EXERCISE DESCRIPTION:
Rewrite the lines of all the items below as a Markdown table with the columns Row and Line. Number each row, and leave out blank lines.

┄┄┄┄┄┄

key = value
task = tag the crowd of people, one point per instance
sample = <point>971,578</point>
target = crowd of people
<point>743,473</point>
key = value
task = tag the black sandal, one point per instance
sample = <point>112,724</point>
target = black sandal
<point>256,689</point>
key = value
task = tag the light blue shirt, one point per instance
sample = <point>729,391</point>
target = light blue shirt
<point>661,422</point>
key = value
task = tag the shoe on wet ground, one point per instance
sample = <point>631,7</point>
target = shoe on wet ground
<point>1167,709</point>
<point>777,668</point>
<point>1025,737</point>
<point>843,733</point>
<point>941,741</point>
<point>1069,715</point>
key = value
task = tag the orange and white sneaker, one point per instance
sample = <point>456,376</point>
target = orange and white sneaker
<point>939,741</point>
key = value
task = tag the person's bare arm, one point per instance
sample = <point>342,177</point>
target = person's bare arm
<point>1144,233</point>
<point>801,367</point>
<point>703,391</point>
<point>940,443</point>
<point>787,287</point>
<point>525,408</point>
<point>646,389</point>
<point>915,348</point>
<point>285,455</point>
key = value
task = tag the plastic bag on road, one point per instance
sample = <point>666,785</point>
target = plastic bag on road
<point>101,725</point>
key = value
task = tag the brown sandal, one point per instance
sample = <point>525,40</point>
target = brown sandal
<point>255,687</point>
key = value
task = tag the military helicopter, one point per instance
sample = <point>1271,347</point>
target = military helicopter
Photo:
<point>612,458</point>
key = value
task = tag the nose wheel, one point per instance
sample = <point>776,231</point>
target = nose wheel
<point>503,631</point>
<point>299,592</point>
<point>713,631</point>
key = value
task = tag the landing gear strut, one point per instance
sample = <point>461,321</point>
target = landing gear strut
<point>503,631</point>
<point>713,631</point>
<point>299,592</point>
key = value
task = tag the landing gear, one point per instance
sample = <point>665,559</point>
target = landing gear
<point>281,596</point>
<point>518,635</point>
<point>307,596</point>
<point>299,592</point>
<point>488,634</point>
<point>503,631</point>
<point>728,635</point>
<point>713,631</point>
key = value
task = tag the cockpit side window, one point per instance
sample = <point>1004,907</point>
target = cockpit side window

┄┄┄┄┄┄

SOLUTION FOR THIS PROBLEM:
| Row | Line |
|---|---|
| 1 | key = value |
| 2 | task = tag the crowd of people, one point per instance |
| 3 | sample = <point>971,578</point> |
| 4 | target = crowd of people |
| 5 | <point>743,473</point> |
| 6 | key = value |
| 7 | task = tag the black sandal, one point per instance |
| 8 | sample = <point>112,724</point> |
| 9 | target = black sandal |
| 10 | <point>256,689</point> |
| 11 | key = value |
| 12 | task = tag the light blue shirt, one point per instance |
| 13 | sample = <point>729,391</point> |
| 14 | target = light blue shirt |
| 15 | <point>661,422</point> |
| 16 | key = value |
| 17 | task = tag the shoe on wet ground, one point per instance |
| 18 | sample = <point>631,7</point> |
| 19 | target = shoe on wet ground |
| 20 | <point>1167,709</point> |
| 21 | <point>777,668</point> |
| 22 | <point>1025,737</point> |
| 23 | <point>843,733</point> |
| 24 | <point>941,741</point> |
| 25 | <point>1069,715</point> |
| 26 | key = value |
| 27 | task = tag the orange and white sneaker, one point per instance |
| 28 | sample = <point>456,376</point> |
| 29 | target = orange and white sneaker |
| 30 | <point>939,741</point> |
| 31 | key = value |
| 32 | task = tag the person's bare arm, one point per instance |
| 33 | sample = <point>342,177</point> |
| 34 | target = person's bare arm |
| 35 | <point>1144,233</point> |
| 36 | <point>801,367</point> |
| 37 | <point>703,391</point> |
| 38 | <point>940,443</point> |
| 39 | <point>787,287</point> |
| 40 | <point>525,408</point> |
| 41 | <point>646,389</point> |
| 42 | <point>915,348</point> |
| 43 | <point>285,455</point> |
| 44 | key = value |
| 45 | task = tag the plastic bag on road, one point per instance |
| 46 | sample = <point>666,785</point> |
| 47 | target = plastic bag on road |
| 48 | <point>101,725</point> |
| 49 | key = value |
| 50 | task = tag the brown sandal, one point per instance |
| 51 | sample = <point>525,40</point> |
| 52 | target = brown sandal |
| 53 | <point>255,687</point> |
| 54 | key = value |
| 55 | task = tag the military helicopter, one point per instance |
| 56 | sample = <point>1271,347</point> |
| 57 | target = military helicopter |
| 58 | Photo: |
| 59 | <point>612,458</point> |
| 60 | key = value |
| 61 | task = tag the nose wheel, one point per instance |
| 62 | sample = <point>776,231</point> |
| 63 | target = nose wheel |
| 64 | <point>503,631</point> |
| 65 | <point>299,592</point> |
| 66 | <point>713,631</point> |
| 67 | key = value |
| 68 | task = tag the landing gear strut, one point per instance |
| 69 | sample = <point>461,321</point> |
| 70 | target = landing gear strut |
| 71 | <point>503,631</point> |
| 72 | <point>713,631</point> |
| 73 | <point>299,592</point> |
| 74 | key = value |
| 75 | task = tag the landing gear, one point per instance |
| 76 | sample = <point>665,559</point> |
| 77 | target = landing gear |
| 78 | <point>281,596</point> |
| 79 | <point>518,635</point> |
| 80 | <point>307,596</point> |
| 81 | <point>299,592</point> |
| 82 | <point>488,634</point> |
| 83 | <point>503,631</point> |
| 84 | <point>728,635</point> |
| 85 | <point>713,631</point> |
| 86 | key = value |
| 87 | task = tag the cockpit side window, one point per instance |
| 88 | sample = <point>1004,907</point> |
| 89 | target = cockpit side window |